To do: Repeat the entries exactly. Leave nothing out.

Record set:

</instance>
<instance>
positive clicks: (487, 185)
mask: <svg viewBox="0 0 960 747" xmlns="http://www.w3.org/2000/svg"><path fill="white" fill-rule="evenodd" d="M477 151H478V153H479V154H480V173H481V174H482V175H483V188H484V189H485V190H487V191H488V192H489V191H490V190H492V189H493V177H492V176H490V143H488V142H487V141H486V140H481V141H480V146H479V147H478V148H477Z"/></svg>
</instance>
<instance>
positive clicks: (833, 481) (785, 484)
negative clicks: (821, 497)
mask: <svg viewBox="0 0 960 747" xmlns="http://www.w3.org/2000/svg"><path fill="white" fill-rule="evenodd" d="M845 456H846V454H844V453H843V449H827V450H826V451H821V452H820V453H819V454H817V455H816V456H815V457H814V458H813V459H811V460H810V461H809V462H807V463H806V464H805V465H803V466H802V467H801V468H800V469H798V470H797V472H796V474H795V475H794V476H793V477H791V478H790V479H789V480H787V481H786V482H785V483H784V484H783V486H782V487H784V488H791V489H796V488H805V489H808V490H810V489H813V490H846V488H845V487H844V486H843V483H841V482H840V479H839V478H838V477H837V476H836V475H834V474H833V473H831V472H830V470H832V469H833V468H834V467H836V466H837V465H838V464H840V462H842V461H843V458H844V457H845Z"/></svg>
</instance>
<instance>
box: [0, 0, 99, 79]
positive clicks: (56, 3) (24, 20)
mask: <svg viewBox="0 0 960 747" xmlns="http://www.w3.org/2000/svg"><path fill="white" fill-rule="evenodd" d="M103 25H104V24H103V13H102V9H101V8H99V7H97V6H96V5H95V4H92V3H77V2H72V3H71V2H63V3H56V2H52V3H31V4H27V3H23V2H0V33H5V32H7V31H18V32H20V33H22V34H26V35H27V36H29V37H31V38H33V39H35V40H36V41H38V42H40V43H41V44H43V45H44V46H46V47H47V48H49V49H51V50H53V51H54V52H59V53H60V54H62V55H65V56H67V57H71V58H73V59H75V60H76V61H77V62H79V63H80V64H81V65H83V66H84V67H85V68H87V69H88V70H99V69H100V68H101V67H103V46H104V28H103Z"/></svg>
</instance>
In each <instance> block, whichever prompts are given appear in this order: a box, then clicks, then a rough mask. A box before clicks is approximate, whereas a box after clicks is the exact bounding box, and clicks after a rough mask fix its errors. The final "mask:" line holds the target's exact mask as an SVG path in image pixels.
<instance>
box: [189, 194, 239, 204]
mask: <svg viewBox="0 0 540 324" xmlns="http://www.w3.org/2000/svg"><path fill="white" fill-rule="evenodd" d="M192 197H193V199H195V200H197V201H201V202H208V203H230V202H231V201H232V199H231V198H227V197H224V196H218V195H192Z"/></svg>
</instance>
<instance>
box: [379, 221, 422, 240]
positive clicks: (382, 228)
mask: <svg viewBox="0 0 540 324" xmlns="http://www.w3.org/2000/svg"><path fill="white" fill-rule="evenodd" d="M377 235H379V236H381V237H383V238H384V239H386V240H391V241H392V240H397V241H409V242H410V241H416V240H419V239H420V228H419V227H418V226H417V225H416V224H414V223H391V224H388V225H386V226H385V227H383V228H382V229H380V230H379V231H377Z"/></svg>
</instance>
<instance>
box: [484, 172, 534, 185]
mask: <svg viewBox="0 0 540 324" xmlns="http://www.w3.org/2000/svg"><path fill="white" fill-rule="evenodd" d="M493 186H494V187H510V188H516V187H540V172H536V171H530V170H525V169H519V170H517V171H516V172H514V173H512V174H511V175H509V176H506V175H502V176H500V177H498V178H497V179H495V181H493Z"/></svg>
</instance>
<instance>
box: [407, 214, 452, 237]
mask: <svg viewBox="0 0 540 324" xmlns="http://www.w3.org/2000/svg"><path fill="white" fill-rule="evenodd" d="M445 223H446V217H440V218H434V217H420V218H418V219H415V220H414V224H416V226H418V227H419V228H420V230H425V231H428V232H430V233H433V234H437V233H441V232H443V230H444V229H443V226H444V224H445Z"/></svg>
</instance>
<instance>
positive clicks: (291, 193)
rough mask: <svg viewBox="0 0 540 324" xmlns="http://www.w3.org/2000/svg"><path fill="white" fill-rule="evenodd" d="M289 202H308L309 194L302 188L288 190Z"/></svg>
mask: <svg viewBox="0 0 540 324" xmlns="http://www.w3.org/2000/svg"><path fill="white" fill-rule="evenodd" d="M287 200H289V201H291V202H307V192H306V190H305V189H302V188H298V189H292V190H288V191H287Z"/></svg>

Written response:
</instance>
<instance>
positive clicks: (487, 185)
mask: <svg viewBox="0 0 960 747" xmlns="http://www.w3.org/2000/svg"><path fill="white" fill-rule="evenodd" d="M477 151H478V153H479V154H480V173H481V174H482V175H483V188H484V189H485V190H487V191H488V192H489V191H490V190H492V189H493V177H492V176H490V143H488V142H487V141H486V140H481V141H480V146H479V147H478V148H477Z"/></svg>
</instance>
<instance>
positive clicks: (833, 481) (785, 484)
negative clicks: (821, 497)
mask: <svg viewBox="0 0 960 747" xmlns="http://www.w3.org/2000/svg"><path fill="white" fill-rule="evenodd" d="M845 456H846V454H844V453H843V449H827V450H826V451H821V452H820V453H819V454H817V455H816V456H815V457H814V458H813V459H811V460H810V461H809V462H807V463H806V464H805V465H803V466H802V467H801V468H800V469H798V470H797V472H796V474H795V475H794V476H793V477H791V478H790V479H789V480H787V481H786V482H785V483H784V484H783V486H782V487H784V488H791V489H796V488H805V489H808V490H810V489H813V490H846V488H845V487H844V486H843V483H841V482H840V479H839V478H838V477H837V476H836V475H834V474H833V473H831V472H830V470H832V469H833V468H834V467H836V466H837V465H838V464H840V462H842V461H843V458H844V457H845Z"/></svg>
</instance>
<instance>
box: [0, 0, 99, 79]
positive clicks: (56, 3) (24, 20)
mask: <svg viewBox="0 0 960 747" xmlns="http://www.w3.org/2000/svg"><path fill="white" fill-rule="evenodd" d="M103 25H104V24H103V13H102V9H101V8H99V7H97V6H96V5H95V4H92V3H77V2H72V3H71V2H63V3H56V2H52V3H31V4H27V3H23V2H0V33H5V32H7V31H18V32H20V33H22V34H26V35H27V36H29V37H31V38H33V39H35V40H36V41H38V42H40V43H41V44H43V45H44V46H46V47H47V48H49V49H51V50H53V51H54V52H59V53H60V54H62V55H65V56H67V57H71V58H73V59H75V60H76V61H77V62H79V63H80V64H81V65H83V66H84V67H85V68H87V69H88V70H99V69H100V68H101V67H103V46H104V28H103Z"/></svg>
</instance>
In each <instance> block, whichever prompts are given appear in this order: a box, then clicks, then a rough mask. A box before clicks is approximate, whereas a box after clicks is the exact bounding box, and clicks after a rough mask fix its errors. The final "mask:" line holds the target's exact mask as an SVG path in image pixels.
<instance>
box: [189, 194, 239, 204]
mask: <svg viewBox="0 0 540 324" xmlns="http://www.w3.org/2000/svg"><path fill="white" fill-rule="evenodd" d="M192 197H193V199H195V200H197V201H201V202H208V203H230V202H231V201H232V199H231V198H227V197H224V196H218V195H192Z"/></svg>
</instance>
<instance>
box: [379, 221, 422, 240]
positive clicks: (382, 228)
mask: <svg viewBox="0 0 540 324" xmlns="http://www.w3.org/2000/svg"><path fill="white" fill-rule="evenodd" d="M377 235H379V236H381V237H383V238H384V239H386V240H391V241H392V240H397V241H409V242H410V241H416V240H419V239H420V228H419V227H418V226H417V225H416V224H414V223H391V224H388V225H386V226H385V227H383V228H382V229H380V230H379V231H377Z"/></svg>
</instance>
<instance>
box: [484, 172, 534, 185]
mask: <svg viewBox="0 0 540 324" xmlns="http://www.w3.org/2000/svg"><path fill="white" fill-rule="evenodd" d="M493 186H494V187H510V188H516V187H540V172H536V171H530V170H525V169H519V170H517V171H516V172H514V173H512V174H511V175H509V176H506V175H502V176H500V177H498V178H497V179H495V181H493Z"/></svg>
</instance>
<instance>
box: [407, 214, 452, 237]
mask: <svg viewBox="0 0 540 324" xmlns="http://www.w3.org/2000/svg"><path fill="white" fill-rule="evenodd" d="M445 223H446V217H440V218H434V217H420V218H418V219H415V220H414V224H416V226H418V227H419V228H420V230H425V231H428V232H430V233H433V234H437V233H441V232H443V230H444V229H443V226H444V224H445Z"/></svg>
</instance>
<instance>
positive clicks: (291, 193)
rough mask: <svg viewBox="0 0 540 324" xmlns="http://www.w3.org/2000/svg"><path fill="white" fill-rule="evenodd" d="M289 202H308L309 194L302 188L288 190Z"/></svg>
mask: <svg viewBox="0 0 540 324" xmlns="http://www.w3.org/2000/svg"><path fill="white" fill-rule="evenodd" d="M287 200H289V201H291V202H307V192H306V190H305V189H302V188H298V189H292V190H288V191H287Z"/></svg>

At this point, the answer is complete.